● **Exercise prompt**: All entries are to be transcribed exactly. Pictures are not part of the copy.

● **Extracted entries**:
::::

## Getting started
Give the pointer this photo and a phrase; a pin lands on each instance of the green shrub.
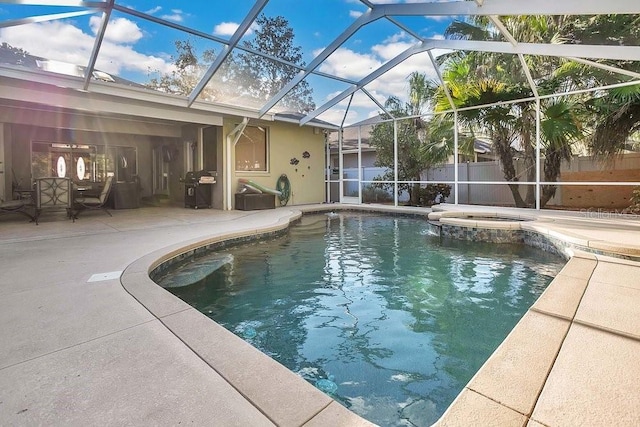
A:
(433, 194)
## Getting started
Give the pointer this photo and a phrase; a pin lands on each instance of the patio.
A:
(86, 344)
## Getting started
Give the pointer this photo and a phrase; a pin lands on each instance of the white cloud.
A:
(350, 64)
(64, 42)
(336, 115)
(229, 28)
(225, 28)
(119, 30)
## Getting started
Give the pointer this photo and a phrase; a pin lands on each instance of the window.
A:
(83, 162)
(251, 149)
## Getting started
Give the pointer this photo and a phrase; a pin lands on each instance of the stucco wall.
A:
(286, 141)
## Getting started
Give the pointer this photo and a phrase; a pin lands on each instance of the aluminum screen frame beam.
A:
(368, 79)
(511, 7)
(106, 15)
(364, 19)
(233, 42)
(613, 52)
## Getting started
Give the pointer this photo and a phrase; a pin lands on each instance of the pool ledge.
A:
(285, 398)
(571, 360)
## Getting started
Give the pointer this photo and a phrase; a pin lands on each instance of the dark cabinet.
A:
(197, 195)
(251, 202)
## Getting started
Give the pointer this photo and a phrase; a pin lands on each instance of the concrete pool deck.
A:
(88, 339)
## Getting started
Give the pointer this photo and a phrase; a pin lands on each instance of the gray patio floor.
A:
(79, 349)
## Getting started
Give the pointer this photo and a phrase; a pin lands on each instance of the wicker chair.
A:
(83, 203)
(53, 193)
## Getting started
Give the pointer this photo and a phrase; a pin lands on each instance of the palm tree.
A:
(421, 143)
(481, 78)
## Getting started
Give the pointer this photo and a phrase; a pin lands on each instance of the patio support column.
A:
(340, 166)
(232, 139)
(537, 153)
(456, 173)
(328, 170)
(395, 163)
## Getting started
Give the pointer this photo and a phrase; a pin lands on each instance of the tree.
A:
(243, 78)
(13, 55)
(483, 78)
(188, 69)
(262, 78)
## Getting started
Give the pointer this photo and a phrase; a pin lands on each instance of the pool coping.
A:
(287, 399)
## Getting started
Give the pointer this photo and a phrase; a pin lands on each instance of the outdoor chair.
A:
(82, 203)
(16, 206)
(53, 193)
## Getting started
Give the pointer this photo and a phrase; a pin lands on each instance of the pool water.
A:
(390, 321)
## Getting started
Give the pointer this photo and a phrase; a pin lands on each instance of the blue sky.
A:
(136, 49)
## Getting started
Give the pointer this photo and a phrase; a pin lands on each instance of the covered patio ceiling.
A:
(353, 54)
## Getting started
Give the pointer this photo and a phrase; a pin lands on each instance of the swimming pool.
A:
(388, 320)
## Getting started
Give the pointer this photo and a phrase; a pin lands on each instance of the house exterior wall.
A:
(286, 141)
(21, 127)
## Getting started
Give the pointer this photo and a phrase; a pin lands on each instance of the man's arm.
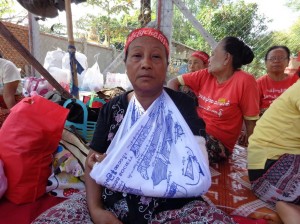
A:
(174, 84)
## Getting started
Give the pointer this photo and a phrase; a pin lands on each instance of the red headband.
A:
(201, 55)
(146, 31)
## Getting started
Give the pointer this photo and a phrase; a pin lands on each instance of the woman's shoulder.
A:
(120, 100)
(243, 75)
(177, 96)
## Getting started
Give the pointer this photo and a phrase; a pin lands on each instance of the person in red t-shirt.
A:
(276, 81)
(227, 96)
(197, 61)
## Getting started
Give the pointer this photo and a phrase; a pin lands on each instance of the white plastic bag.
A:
(35, 85)
(54, 58)
(155, 154)
(81, 58)
(62, 76)
(3, 180)
(93, 79)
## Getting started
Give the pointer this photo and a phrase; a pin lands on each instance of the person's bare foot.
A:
(288, 212)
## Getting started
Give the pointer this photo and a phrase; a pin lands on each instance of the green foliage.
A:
(110, 25)
(294, 4)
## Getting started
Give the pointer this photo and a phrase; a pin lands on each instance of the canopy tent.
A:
(49, 8)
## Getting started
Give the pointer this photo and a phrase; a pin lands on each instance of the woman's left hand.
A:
(94, 158)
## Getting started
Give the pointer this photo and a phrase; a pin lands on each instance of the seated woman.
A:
(10, 87)
(142, 125)
(227, 96)
(276, 81)
(274, 155)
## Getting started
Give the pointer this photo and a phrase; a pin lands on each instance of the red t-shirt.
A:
(269, 89)
(222, 106)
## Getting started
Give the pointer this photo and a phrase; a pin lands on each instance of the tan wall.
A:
(50, 43)
(8, 52)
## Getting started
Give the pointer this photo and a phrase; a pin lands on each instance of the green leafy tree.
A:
(107, 23)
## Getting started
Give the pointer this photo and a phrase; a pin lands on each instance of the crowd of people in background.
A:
(225, 97)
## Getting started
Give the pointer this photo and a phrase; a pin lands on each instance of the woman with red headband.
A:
(148, 161)
(133, 156)
(226, 96)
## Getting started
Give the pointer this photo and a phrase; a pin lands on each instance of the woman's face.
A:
(147, 64)
(217, 59)
(277, 61)
(195, 64)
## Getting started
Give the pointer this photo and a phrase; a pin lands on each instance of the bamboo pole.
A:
(71, 49)
(31, 60)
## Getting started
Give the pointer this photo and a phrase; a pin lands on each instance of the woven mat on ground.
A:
(231, 192)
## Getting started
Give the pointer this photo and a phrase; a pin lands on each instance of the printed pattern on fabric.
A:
(196, 212)
(231, 189)
(281, 182)
(73, 211)
(154, 153)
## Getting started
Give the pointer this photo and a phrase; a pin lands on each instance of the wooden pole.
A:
(71, 49)
(31, 60)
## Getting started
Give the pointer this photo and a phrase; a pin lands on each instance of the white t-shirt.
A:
(9, 73)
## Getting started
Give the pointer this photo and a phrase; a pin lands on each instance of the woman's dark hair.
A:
(287, 50)
(241, 53)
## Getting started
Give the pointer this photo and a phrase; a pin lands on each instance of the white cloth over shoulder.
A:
(155, 154)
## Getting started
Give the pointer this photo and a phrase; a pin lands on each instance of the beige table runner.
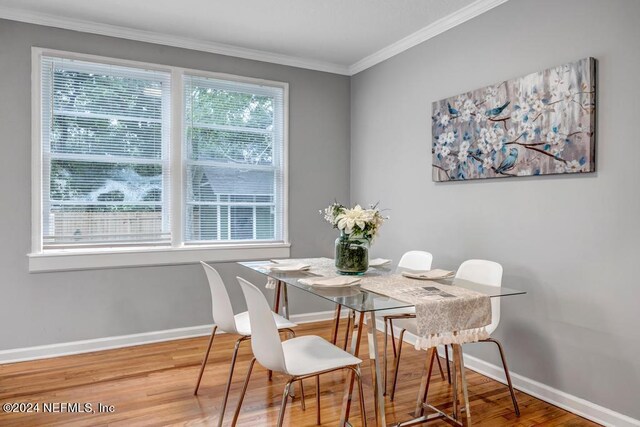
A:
(445, 314)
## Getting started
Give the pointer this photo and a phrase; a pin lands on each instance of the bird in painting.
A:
(496, 111)
(509, 162)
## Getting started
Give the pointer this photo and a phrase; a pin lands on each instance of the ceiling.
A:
(342, 36)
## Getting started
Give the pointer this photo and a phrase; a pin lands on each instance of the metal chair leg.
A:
(228, 387)
(440, 367)
(395, 372)
(336, 324)
(446, 357)
(385, 356)
(318, 400)
(204, 361)
(363, 412)
(393, 338)
(347, 331)
(506, 374)
(244, 391)
(283, 405)
(303, 404)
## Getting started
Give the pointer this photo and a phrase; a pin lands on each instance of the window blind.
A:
(105, 154)
(234, 160)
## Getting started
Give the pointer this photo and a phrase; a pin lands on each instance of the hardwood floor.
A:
(153, 385)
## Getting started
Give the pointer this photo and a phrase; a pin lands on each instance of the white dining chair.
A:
(478, 271)
(228, 322)
(298, 358)
(412, 260)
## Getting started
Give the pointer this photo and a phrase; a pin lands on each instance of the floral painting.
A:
(539, 124)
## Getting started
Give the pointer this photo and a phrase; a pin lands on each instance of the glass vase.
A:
(352, 254)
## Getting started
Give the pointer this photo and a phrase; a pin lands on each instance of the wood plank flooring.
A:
(153, 384)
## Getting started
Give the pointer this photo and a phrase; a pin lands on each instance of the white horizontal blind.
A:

::::

● **Answer area**:
## Getting started
Give the pointer this photo and a phrase; a pin lands on each instance of the green shrub.
A:
(433, 194)
## Getting started
Give the pointer this photo and a phrase; a pin lands on each instance of the patio.
A:
(86, 344)
## Getting started
Give the pointer this photo and a phrase; a pin lands on each instance of the white cloud.
A:
(350, 64)
(64, 42)
(336, 115)
(229, 28)
(225, 28)
(119, 30)
## Getting started
Give the pointer this photo and a phrase; a pin lands on each instance of the window.
A:
(83, 162)
(251, 149)
## Getting started
Give the pointer this photo and a phrase; a pin lands on each instance of the stucco wall.
A:
(286, 141)
## Getting started
Give the pointer this photo and a phrase; a pin lands on each instance of the aluminum screen frame beam.
A:
(368, 79)
(511, 7)
(106, 15)
(364, 19)
(233, 42)
(613, 52)
## Getting started
Give the pointer this photo and a phrase; a pin lands on each instance of the pool ledge.
A:
(285, 398)
(571, 360)
## Getting started
Give the pointer this photo and a phrase; a pin lands on each instance of the dark cabinet.
A:
(197, 195)
(251, 202)
## Getting started
Give the pointer this photo and a phrase; a pin lands on each instance of the concrete pool deck.
A:
(88, 339)
## Getting started
Give the pointer this photo and a phrase; a pin lands on each instance of the gray patio floor.
A:
(79, 349)
## Getting started
Give the pointer this photo and a phrase; a pin lands on each instance of the wicker chair.
A:
(83, 203)
(53, 193)
## Getting started
Give the pointer this photo and a phrase; a pin lands on each instance of the palm tree.
A:
(421, 143)
(481, 78)
## Getting started
Give the pointer this photo and a phrase; a pin lands on each instance of the patio support column.
A:
(340, 166)
(232, 139)
(537, 153)
(456, 173)
(328, 170)
(395, 163)
## Getting started
Give the pointer this photo and a phrase; a pin lands on each instance of the tree.
A:
(243, 78)
(13, 55)
(483, 78)
(188, 69)
(262, 78)
## Getting started
Give the pointer this photo and a phrase; a pin lands on each instance of the pool coping.
A:
(287, 399)
## Getting started
Give the pointer this photo and a phrase; a pin lands on each instance of the outdoor chair.
A:
(82, 203)
(16, 206)
(53, 193)
## Getting started
Give the pointer this photo and a phrase; a pin lands on each instance of the pool water.
A:
(390, 321)
## Getting started
Give the pointer this photo and a phrase; a pin lands on each instance of the blue sky.
A:
(136, 49)
## Getting started
Give the pointer this photo and a phrase; a pin lands on each instance of the covered patio ceiling.
A:
(353, 54)
## Getting started
Give the pointer this photo and a phrase; a pin lands on each instance of the swimming pool.
A:
(388, 320)
## Getting started
Give the pointer this photo and a phrase; a pin lands on each instance of the house exterior wall.
A:
(286, 141)
(21, 127)
## Getting started
Give the pointer this photo and a phrase; a pin lands on each instance of the man's arm.
A:
(174, 84)
## Getting started
Give the pointer this photo and a phrase; a pin lands on each instance of the red headband.
A:
(201, 55)
(146, 31)
## Getting started
Give the pointer this photo and a phrase; a pin lands on each instance of the woman's shoulder.
A:
(120, 100)
(243, 75)
(177, 96)
## Getting started
Give the pointer this photo and a phrase; a pin lands on each instance of the person in red t-shirt.
A:
(276, 81)
(227, 96)
(197, 61)
## Getting started
Give the pointer this photo and a phrase; a pin lands on each instance of the white plastic bag.
A:
(35, 85)
(54, 58)
(155, 154)
(81, 58)
(62, 76)
(3, 180)
(93, 79)
## Getting started
Give the pointer this photo and a phrase; a pin lands on each instance of the person's bare foot.
A:
(288, 212)
## Getting started
Give the pointer this photo and a phrase; a pin lands on each instance of the green foliage.
A:
(110, 25)
(294, 4)
## Getting started
Give the pointer this photo and a phrase; a pin lands on each instance of the canopy tent.
A:
(49, 8)
## Getting started
Give the pointer this photo and a phrase; a pin lands on each instance of the woman's left hand.
A:
(94, 158)
## Getting started
Give the pointer this photo and a phrase; a pin lands on each instance of the seated woman.
A:
(10, 87)
(142, 125)
(227, 96)
(276, 81)
(274, 155)
## Getting started
Give the pointer this photo and a phrase; a pin lands on each instance of the red t-shirt.
A:
(269, 89)
(222, 106)
## Getting started
Give the pointer this photo and a phrase; a pin lands on each instance of the tan wall.
A:
(50, 43)
(8, 52)
## Getting started
Give the pointer this photo and a phrase; a pin lands on each instance of the green leafy tree.
A:
(107, 23)
## Getting started
Give the pointer this photo and a phrase; a pin lands on each instance of the crowd of people in background.
A:
(225, 97)
## Getting started
Give the pointer this photo and a phrase; a pin lands on each instance of the woman with red headband.
A:
(148, 161)
(133, 156)
(226, 96)
## Getting started
Give the pointer this photo and a phrase; a pin lands on each instance of the woman's face.
A:
(147, 64)
(217, 59)
(277, 61)
(195, 64)
## Getting started
Give the pointer this photo and a phrase; a pin lands on each instance of the bamboo pole.
A:
(71, 49)
(31, 60)
## Getting started
Give the pointer this photo and a phrase; a pin lands on each instance of the woven mat on ground.
A:
(231, 192)
## Getting started
Give the pointer this photo and a phrase; a pin lands on each instance of the printed pattern on fabric.
A:
(196, 212)
(231, 189)
(281, 182)
(73, 211)
(154, 153)
## Getting started
Give the pointer this photo and a phrase; a pin lands on each instance of the wooden pole.
A:
(71, 49)
(31, 60)
## Getting started
Give the pointer this photo and a phrase; a pin lands on each instance of the white t-shirt.
A:
(9, 73)
## Getting started
Give the pointer this photo and a phrase; a pin lands on each instance of the woman's dark hair.
A:
(287, 50)
(241, 53)
## Getting started
Give the pointer this photo and a phrase; a pin lands on each instance of the white cloth over shoulder.
A:
(155, 154)
## Getting started
Give the pointer this photo and a phrase; a pin lands on each instance of the beige table runner.
A:
(445, 314)
## Getting started
Give the pointer this photo and a phrase; a pin lands on each instance of the bird in painting.
A:
(496, 111)
(509, 162)
## Getting started
Give the pointer this photo and a phrase; a pin lands on each instance of the ceiling.
A:
(342, 36)
## Getting started
Give the pointer this photo and a phrase; a pin lands on each instance of the metal chair leg.
A:
(228, 387)
(440, 367)
(395, 372)
(336, 324)
(446, 357)
(385, 356)
(318, 400)
(204, 361)
(363, 412)
(393, 338)
(347, 331)
(506, 374)
(244, 391)
(283, 405)
(303, 404)
## Getting started
Give the pointer this photo and a phrase; a pin lands on each instance of the window blind.
A:
(105, 154)
(234, 160)
## Getting started
Give the pointer this photo and a phrase; a pin lands on each instance of the hardwood floor.
A:
(153, 385)
## Getting started
Give the pointer this photo and a phrase; a pin lands on each instance of the white dining chair.
A:
(478, 271)
(228, 322)
(298, 358)
(412, 260)
## Getting started
Give the pointer this photo and a phrase; a pin lands on each instance of the floral painting.
A:
(539, 124)
## Getting started
Give the pointer this photo and a phrase; a pin lands on each instance of the glass vase.
A:
(352, 254)
## Getting started
Give the pointer this photo and a phrase; a pin lands on each instance of the wood plank flooring.
A:
(153, 384)
## Getting started
Give the pointer this photo and a phrase; a pin lands on each instance of the white horizontal blind.
A:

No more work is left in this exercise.